## Listing
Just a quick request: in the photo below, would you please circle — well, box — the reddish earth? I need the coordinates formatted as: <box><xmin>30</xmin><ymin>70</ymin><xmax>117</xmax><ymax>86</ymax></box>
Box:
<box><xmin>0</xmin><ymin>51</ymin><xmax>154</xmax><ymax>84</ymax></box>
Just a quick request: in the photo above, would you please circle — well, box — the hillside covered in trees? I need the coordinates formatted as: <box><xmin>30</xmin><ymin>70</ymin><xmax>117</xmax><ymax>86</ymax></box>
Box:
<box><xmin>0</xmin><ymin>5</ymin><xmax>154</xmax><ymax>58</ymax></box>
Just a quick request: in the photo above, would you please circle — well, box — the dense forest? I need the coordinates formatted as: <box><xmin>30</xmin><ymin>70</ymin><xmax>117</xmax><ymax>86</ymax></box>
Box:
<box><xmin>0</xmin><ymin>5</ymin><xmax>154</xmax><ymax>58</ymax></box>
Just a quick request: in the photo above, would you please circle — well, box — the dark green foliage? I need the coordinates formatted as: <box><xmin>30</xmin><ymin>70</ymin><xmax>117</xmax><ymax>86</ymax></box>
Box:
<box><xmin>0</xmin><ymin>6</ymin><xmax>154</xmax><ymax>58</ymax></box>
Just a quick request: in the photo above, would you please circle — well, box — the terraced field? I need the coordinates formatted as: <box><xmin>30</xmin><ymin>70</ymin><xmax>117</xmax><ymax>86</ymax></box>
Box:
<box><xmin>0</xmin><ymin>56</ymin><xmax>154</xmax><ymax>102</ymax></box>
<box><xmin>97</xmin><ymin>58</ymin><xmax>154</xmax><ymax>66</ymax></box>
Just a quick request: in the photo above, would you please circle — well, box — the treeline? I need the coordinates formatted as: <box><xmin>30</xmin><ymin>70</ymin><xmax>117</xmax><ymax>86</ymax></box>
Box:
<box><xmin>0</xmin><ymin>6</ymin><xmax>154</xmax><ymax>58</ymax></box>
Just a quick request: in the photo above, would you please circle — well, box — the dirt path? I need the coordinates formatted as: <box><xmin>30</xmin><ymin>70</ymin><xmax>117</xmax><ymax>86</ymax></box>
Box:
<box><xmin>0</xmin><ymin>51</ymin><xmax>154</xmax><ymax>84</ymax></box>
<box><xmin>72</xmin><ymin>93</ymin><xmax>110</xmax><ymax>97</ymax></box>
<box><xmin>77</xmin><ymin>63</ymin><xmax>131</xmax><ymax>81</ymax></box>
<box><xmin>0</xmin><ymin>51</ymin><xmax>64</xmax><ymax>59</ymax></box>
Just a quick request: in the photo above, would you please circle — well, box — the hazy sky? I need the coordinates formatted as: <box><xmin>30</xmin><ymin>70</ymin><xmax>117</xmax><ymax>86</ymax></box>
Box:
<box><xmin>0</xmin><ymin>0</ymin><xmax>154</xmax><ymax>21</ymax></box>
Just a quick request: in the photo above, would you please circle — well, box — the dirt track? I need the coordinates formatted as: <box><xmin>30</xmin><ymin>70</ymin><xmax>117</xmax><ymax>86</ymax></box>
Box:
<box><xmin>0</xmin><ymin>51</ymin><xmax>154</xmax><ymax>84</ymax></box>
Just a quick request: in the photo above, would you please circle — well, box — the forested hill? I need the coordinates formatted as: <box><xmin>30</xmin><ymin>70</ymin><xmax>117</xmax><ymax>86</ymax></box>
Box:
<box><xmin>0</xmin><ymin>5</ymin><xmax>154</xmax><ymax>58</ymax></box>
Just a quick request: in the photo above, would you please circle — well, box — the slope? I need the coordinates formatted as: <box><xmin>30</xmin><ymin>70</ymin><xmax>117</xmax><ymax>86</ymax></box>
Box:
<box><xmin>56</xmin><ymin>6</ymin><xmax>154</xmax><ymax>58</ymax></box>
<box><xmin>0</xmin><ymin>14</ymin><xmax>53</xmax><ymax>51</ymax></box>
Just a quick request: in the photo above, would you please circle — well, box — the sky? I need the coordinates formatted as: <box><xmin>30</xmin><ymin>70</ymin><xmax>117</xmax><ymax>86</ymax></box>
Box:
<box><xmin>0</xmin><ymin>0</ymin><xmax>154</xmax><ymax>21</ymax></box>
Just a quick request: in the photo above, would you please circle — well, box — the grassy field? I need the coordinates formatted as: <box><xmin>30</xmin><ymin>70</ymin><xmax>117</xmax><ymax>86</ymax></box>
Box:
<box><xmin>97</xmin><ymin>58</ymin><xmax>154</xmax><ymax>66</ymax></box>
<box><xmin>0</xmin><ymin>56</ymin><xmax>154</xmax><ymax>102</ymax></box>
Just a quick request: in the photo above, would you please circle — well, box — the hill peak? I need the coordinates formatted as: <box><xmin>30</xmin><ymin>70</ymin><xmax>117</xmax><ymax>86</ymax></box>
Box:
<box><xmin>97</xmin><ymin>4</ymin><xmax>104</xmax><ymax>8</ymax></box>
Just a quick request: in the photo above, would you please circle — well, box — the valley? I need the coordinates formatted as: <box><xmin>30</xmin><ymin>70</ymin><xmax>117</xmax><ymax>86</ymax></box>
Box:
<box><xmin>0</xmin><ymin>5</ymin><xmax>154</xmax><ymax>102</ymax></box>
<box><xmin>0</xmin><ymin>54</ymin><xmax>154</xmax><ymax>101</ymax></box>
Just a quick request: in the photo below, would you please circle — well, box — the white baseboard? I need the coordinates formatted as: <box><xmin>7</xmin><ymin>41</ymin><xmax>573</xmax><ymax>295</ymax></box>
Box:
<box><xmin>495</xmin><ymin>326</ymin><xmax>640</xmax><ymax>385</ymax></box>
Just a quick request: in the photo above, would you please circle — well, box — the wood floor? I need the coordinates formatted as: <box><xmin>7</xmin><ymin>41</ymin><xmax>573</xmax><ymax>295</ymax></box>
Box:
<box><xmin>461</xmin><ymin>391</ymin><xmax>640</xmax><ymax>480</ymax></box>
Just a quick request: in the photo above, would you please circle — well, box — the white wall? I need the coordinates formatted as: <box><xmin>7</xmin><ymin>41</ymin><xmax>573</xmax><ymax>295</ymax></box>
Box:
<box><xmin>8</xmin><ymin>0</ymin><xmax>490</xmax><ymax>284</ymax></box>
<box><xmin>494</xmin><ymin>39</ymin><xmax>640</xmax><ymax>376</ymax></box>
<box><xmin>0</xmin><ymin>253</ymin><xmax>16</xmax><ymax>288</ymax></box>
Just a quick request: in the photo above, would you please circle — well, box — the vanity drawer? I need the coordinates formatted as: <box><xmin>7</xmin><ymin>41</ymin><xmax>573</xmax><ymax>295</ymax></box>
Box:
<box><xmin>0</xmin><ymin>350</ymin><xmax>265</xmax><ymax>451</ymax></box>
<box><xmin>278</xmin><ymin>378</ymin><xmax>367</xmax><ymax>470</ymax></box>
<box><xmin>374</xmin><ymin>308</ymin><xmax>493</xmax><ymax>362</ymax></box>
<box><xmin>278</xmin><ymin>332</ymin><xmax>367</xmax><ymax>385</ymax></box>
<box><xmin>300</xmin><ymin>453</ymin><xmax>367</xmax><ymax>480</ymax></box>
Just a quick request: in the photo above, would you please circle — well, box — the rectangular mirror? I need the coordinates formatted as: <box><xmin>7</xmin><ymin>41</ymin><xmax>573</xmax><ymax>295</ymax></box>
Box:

## Task instructions
Copy out the lines from the one with "the vanity drawer?" through the final line, requests included, and scale every box coordinate in the answers by 1.5, rounding to whole numbers with halves going up. Keep the numbers in the requests and in their format samples unchanged, and give only these lines.

## The result
Just a quick request: in the photo above, would you please circle — well, box — the vanity drawer? I need the coordinates formatted as: <box><xmin>7</xmin><ymin>41</ymin><xmax>573</xmax><ymax>295</ymax></box>
Box:
<box><xmin>0</xmin><ymin>525</ymin><xmax>398</xmax><ymax>677</ymax></box>
<box><xmin>417</xmin><ymin>567</ymin><xmax>551</xmax><ymax>705</ymax></box>
<box><xmin>561</xmin><ymin>462</ymin><xmax>740</xmax><ymax>543</ymax></box>
<box><xmin>417</xmin><ymin>498</ymin><xmax>551</xmax><ymax>578</ymax></box>
<box><xmin>450</xmin><ymin>680</ymin><xmax>551</xmax><ymax>720</ymax></box>
Just a quick request: in the photo above, would you please circle — well, box — the rectangular mirror? I need the coordinates formatted as: <box><xmin>7</xmin><ymin>41</ymin><xmax>573</xmax><ymax>295</ymax></box>
Box:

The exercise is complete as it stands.